_To do_
Please reproduce the entries that follow without a single difference.
· · · · · · ·
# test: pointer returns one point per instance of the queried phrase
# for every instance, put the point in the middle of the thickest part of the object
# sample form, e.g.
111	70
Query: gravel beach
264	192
· · · · · · ·
_Result of the task_
# test: pointer returns one point per instance of the queried phrase
# for every instance, put the point in the middle of the thickest part of the object
# sample form, e.g.
111	70
Query: gravel beach
264	192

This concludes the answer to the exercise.